• [Dataset content]
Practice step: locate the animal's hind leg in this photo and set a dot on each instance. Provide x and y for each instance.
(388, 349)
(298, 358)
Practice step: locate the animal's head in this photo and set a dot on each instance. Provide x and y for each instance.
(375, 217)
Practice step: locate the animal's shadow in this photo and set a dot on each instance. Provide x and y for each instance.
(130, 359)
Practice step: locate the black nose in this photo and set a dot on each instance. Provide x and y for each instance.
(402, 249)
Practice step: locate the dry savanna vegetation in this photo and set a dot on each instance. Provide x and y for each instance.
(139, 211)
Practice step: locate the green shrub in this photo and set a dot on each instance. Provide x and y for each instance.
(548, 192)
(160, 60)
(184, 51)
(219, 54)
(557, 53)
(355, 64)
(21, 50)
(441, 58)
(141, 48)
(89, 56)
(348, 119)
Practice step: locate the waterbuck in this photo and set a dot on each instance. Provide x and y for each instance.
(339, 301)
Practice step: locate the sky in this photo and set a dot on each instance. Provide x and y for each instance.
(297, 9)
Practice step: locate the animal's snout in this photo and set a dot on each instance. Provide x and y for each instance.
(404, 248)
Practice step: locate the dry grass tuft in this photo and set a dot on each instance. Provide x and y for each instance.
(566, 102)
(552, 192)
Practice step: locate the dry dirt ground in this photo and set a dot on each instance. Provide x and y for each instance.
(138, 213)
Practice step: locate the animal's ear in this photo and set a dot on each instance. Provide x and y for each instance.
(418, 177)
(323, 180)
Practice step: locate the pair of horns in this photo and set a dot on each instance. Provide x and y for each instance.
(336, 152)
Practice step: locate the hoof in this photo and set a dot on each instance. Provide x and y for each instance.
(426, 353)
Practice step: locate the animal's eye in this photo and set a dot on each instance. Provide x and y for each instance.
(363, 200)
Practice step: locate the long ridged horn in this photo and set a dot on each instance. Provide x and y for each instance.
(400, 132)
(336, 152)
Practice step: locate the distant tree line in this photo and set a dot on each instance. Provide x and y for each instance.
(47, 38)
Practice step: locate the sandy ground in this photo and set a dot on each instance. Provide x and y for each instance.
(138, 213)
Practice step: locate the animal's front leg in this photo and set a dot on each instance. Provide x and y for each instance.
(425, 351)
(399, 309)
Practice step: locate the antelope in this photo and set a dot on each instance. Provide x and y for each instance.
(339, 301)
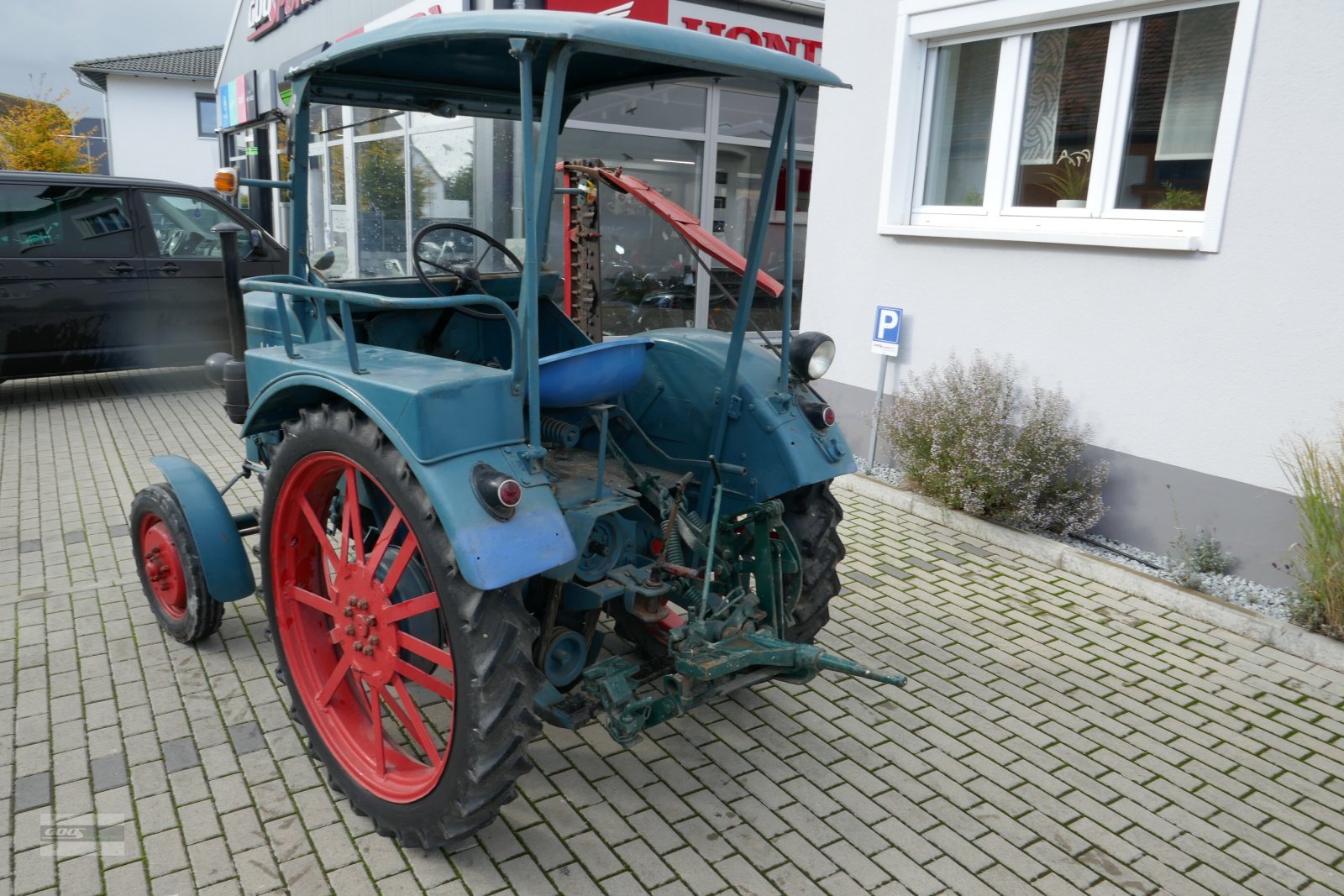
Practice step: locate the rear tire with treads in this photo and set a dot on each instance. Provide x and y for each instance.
(349, 652)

• [What needs to be done] The result should be the full listing, retyped exactly and free of pictures.

• [Answer to the problem]
Practice step: locate the animal's hind leg in this photo and set a dot on each instance. Provide x and y for each instance.
(388, 349)
(298, 358)
Practice step: locate the animal's head in this photo and set a dot on each instance. Provide x and y for each instance.
(375, 217)
Practice step: locate the animal's shadow in this photo and set a dot on each instance. Provide x and y for each instance.
(130, 359)
Practice step: locate the black nose in this photo and set a dot on each instance. Provide x and y for each instance.
(402, 249)
Practice step: locate the dry savanna vegetation in this photo and set a dot on each instance. Provide x and y for each instance.
(139, 211)
Practice step: locate the green shrub in this photo and set a dot on each instance. Provide x and y for each instance.
(548, 192)
(160, 60)
(184, 51)
(219, 54)
(557, 53)
(355, 64)
(21, 50)
(441, 58)
(141, 48)
(89, 56)
(348, 119)
Practice step: locate the waterbuck in this photo and set a dot on each instance. Provide x and y for each instance.
(339, 301)
Practice step: locate the sky in this photo and set a dot on each instance. Provide x and y for each instance.
(297, 9)
Practice step: locate the animal's snout in this photo and set a dot on each instance. Provide x and y for each instance.
(404, 248)
Practice step: locate the dry grass tuft in this photo and set a dot on each instance. Provide x and y for each instance.
(566, 102)
(552, 192)
Practice step: locate the dry dirt ground in this photo and set a dot on each instance. Provide x and y for each instance.
(138, 213)
Practice step: locate the animal's ear in this photo and set a dot on each instance. Provide x and y for each instance.
(418, 177)
(323, 180)
Practice step: locate the pair of horns in this photo and set a dot on each instance. Provide x and y for each instance.
(336, 152)
Practice step: locate the hoof in this photo and set a dot on each instance. Provide x and y for each instance.
(426, 353)
Practice step: locate the animal's eye in this photo and set a dot on each instance. Provide x and y for each instance.
(363, 200)
Practice step: locate the long ridged horn in this photo and set a dot on each instance. Provide x and y for each instance.
(400, 132)
(336, 152)
Practice step: locate the distant tree line in this photo and set a dot on each instance. Provide x and y for each instance.
(47, 38)
Practice step: locate the sandy ground in this photo and set a dot on each instance. Provide x and y for each instance.
(138, 213)
Practice step: locate the animal's front leg in this photo and set a dot on each instance. Provide x and y for each instance.
(425, 351)
(399, 309)
Practice step: locate the antelope in this photo and set a dot on each instance. Provide x and y for each instance.
(339, 301)
Practice step: locate the rear tire with treads in this photo and set a dot on each instance. Provide x and y for each instance.
(349, 652)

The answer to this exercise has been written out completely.